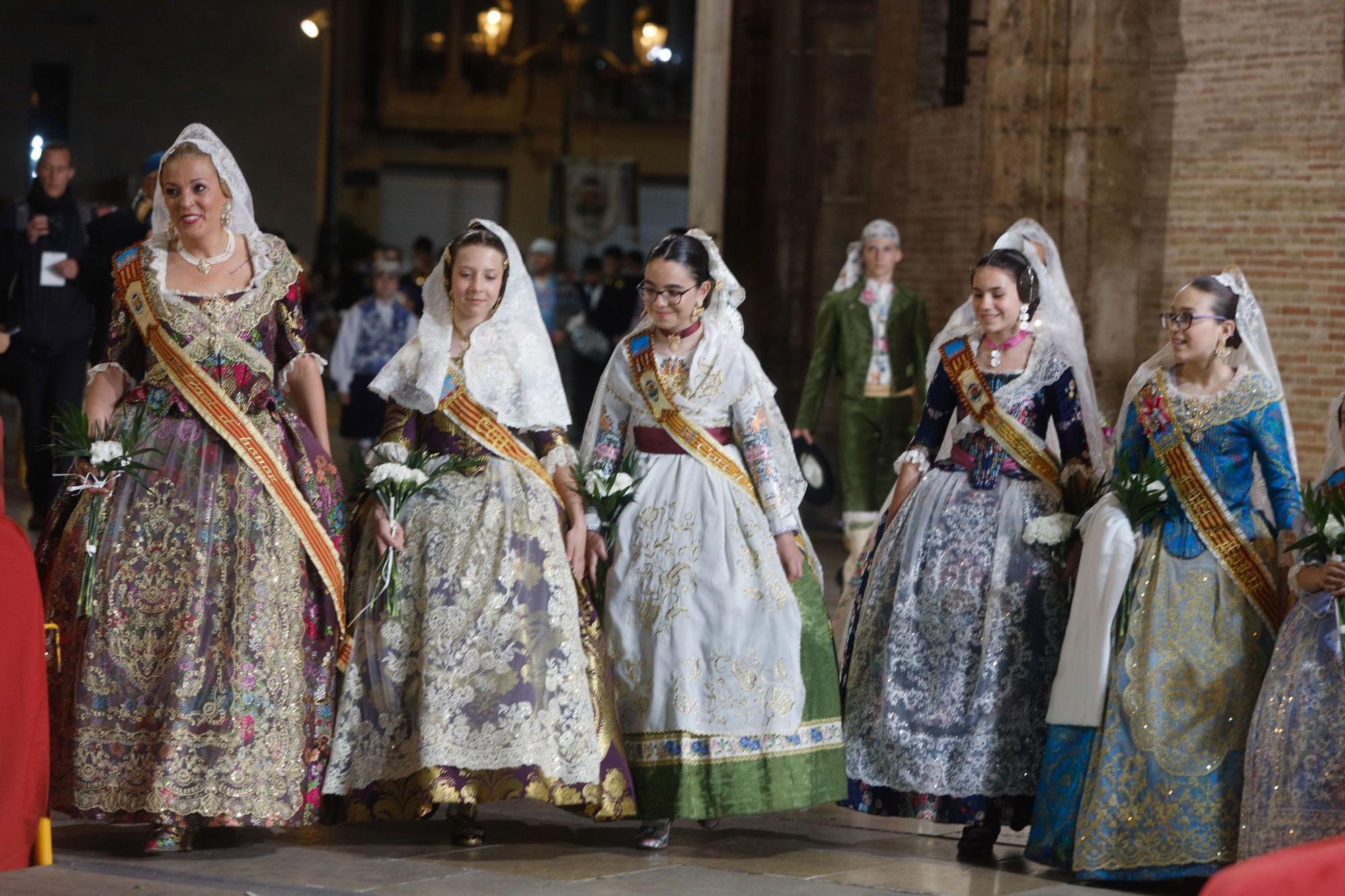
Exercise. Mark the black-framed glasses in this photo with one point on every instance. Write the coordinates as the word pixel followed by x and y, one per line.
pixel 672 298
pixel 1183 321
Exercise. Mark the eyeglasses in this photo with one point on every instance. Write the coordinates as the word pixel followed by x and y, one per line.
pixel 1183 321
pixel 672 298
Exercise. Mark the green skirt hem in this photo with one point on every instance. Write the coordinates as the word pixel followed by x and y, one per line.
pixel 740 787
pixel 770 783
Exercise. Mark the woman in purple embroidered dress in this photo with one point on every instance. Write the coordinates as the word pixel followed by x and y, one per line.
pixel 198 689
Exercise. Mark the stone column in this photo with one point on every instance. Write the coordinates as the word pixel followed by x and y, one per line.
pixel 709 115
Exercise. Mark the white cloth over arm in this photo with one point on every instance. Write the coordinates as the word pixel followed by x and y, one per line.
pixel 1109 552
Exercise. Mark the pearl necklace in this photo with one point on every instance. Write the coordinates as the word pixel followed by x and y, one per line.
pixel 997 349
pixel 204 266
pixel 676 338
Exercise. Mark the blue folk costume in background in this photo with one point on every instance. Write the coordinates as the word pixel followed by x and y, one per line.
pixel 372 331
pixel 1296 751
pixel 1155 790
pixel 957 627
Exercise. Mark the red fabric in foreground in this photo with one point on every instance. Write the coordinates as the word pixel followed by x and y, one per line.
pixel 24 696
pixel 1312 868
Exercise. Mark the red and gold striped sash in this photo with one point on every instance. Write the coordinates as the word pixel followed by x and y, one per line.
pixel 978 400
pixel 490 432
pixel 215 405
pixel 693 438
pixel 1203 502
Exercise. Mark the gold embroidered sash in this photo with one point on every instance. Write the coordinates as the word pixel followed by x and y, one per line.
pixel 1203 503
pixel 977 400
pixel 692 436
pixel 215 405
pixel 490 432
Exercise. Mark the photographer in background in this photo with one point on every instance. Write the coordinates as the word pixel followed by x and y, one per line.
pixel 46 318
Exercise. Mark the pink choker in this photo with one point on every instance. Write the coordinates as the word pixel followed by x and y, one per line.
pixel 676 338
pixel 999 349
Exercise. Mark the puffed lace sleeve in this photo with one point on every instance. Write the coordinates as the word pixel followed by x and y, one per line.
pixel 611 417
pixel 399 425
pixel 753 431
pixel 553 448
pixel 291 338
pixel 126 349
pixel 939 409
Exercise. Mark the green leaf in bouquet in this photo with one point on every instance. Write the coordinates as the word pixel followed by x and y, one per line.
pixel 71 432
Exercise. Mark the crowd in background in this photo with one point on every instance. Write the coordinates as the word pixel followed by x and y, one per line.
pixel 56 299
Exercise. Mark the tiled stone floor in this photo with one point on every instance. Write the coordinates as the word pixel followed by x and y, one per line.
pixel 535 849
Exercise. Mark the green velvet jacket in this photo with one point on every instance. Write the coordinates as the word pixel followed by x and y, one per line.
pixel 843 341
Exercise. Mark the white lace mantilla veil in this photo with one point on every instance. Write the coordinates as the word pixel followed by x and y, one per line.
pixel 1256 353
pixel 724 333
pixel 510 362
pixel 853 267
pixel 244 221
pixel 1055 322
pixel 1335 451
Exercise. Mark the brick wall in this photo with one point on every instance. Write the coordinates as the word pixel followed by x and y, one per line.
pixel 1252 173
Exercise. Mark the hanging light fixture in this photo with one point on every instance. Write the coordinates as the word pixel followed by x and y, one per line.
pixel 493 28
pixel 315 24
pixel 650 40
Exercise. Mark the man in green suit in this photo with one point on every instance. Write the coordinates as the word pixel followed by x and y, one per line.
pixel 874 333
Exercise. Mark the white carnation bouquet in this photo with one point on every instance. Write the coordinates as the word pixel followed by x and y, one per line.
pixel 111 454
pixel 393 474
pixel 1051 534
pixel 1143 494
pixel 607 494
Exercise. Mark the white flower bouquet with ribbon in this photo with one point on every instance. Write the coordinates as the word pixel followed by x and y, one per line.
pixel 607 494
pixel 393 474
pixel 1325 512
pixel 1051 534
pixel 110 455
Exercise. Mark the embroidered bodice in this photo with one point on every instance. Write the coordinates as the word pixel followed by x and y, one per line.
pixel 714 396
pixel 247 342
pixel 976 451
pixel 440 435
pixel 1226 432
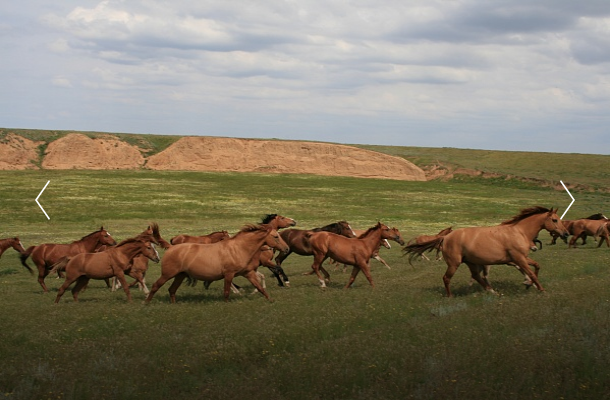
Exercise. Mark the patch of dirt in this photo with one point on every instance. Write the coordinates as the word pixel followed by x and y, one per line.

++++++++

■ Exercise instructions ■
Convert the records starting at the line containing "Exercise. Mark the eyeglasses" and ending at the line containing "pixel 1109 552" into a two-column CSV with the headers request and answer. Give one row per record, with each field in quotation marks and line breaks replaced by spaces.

■ Result of this exercise ■
request,answer
"Exercise. Mark the eyeglasses in this photo with one point on every instance. Write the coordinates as the word pixel followed by x and y, one per line.","pixel 1183 321 pixel 672 298"
"Exercise. Mark the green skirt hem in this photo with one point on every instance. Write the coordinates as the word pixel followed by x and y, one per line.","pixel 740 787 pixel 770 783"
"Exercise. Mark the woman in purple embroidered dress in this photo with one point on every instance. Write the coordinates as the word pixel followed by x and y, one per line.","pixel 198 689"
"Exercise. Mark the stone column in this photo with one point on every instance. Write the coordinates as the word pixel followed by x and y, one per line.","pixel 709 115"
"Exercise. Mark the white cloth over arm in this photo with one point on every instance. Write the coordinates as the word pixel followed by x and y, one per line.","pixel 1109 552"